[Raw records]

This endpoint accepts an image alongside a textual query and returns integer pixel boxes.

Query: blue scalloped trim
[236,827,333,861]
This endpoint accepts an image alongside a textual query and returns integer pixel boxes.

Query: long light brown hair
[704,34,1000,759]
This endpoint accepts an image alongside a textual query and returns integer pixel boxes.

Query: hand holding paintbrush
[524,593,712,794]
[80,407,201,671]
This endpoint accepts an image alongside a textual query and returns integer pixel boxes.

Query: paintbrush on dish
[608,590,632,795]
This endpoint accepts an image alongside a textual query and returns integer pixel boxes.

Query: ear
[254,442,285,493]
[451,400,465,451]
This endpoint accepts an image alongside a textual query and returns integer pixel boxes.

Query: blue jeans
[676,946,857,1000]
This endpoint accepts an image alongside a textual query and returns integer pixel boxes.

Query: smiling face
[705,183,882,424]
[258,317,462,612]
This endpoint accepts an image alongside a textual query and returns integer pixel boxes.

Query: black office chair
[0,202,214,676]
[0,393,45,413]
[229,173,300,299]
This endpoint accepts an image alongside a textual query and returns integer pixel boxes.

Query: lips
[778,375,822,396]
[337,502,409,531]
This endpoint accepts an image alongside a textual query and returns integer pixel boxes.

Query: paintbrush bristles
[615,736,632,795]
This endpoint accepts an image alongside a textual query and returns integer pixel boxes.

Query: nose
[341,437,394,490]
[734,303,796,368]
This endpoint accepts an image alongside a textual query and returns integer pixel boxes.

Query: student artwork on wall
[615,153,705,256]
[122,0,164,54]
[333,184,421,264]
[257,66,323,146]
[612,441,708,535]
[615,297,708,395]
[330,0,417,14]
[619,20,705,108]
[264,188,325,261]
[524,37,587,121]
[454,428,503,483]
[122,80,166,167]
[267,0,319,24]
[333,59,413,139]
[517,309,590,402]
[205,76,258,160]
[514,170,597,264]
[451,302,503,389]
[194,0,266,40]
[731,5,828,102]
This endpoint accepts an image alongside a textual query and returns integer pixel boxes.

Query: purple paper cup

§ **Description of the task**
Copy every line of the records, answer and non-answer alike, starting at the first line and ending at the line that contains "[229,173,300,299]". Lower each box coordinate in the answers by 93.

§ **Right answer**
This endpoint accepts an image alongside a textual query and returns integer pixel boxes.

Query: blue scalloped trim
[143,734,240,768]
This endpoint accepts an image alongside a textual query and returns integer pixel boxes.

Query: long light brown hair
[611,-59,907,666]
This endpoint accepts an image alongside a textual query and returns integer pixel boxes.

Query: hand holding paintbrush
[431,500,619,701]
[-13,314,108,578]
This endpoint accepts an image alongside a textual query and returns integer pixel boxes.

Query: paintbrush on dish
[515,497,539,702]
This endpoint accepts an image alongside a textual query and returns integer pixel boxes.

Query: ear
[161,349,192,400]
[358,307,372,358]
This endpoint accepts an image alongside a textual query and returns integer pixel boxes.

Query: blue jeans
[583,853,764,907]
This endpoint accepts an image alongside a textual query and returns integer pixel boxes.

Query: smiling face
[612,90,789,331]
[165,224,369,519]
This endpoint accepts an image alongside a textual query and returns integer pixel boxes.

Query: black office chair
[-93,109,121,583]
[-93,300,-48,320]
[136,80,207,206]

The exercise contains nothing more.